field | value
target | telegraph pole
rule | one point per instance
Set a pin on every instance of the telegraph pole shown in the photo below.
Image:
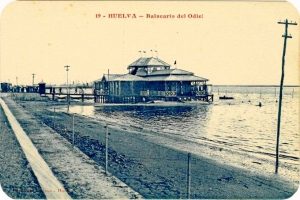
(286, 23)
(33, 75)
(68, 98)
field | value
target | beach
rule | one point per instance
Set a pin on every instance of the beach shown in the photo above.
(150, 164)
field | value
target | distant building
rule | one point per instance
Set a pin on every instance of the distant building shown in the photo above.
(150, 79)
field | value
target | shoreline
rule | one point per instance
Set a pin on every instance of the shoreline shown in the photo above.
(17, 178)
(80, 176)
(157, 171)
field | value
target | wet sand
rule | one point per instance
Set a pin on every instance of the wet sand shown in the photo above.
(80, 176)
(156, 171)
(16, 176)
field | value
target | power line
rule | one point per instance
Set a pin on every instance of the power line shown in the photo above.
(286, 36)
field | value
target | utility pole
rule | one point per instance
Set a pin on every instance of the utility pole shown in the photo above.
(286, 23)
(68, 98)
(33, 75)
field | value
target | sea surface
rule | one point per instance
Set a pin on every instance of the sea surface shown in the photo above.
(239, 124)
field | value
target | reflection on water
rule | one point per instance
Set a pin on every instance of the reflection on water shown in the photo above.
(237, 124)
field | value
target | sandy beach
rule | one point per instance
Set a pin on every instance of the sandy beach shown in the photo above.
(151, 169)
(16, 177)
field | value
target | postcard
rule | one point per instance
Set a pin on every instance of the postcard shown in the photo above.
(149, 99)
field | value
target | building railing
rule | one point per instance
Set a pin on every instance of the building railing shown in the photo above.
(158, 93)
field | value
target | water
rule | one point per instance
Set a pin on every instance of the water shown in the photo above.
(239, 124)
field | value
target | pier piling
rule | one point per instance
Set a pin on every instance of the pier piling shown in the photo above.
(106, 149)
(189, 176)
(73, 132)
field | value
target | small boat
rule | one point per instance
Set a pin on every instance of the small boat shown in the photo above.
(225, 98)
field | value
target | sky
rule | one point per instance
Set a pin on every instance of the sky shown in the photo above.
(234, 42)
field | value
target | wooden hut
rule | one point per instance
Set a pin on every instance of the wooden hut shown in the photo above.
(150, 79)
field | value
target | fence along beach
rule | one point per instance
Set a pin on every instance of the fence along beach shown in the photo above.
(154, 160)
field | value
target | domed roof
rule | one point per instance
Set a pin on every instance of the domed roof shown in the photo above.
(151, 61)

Exercise prompt ▸ Say how many lines in this listing hold the string "telegraph", giving the count and nothing more.

Your response ▸ 2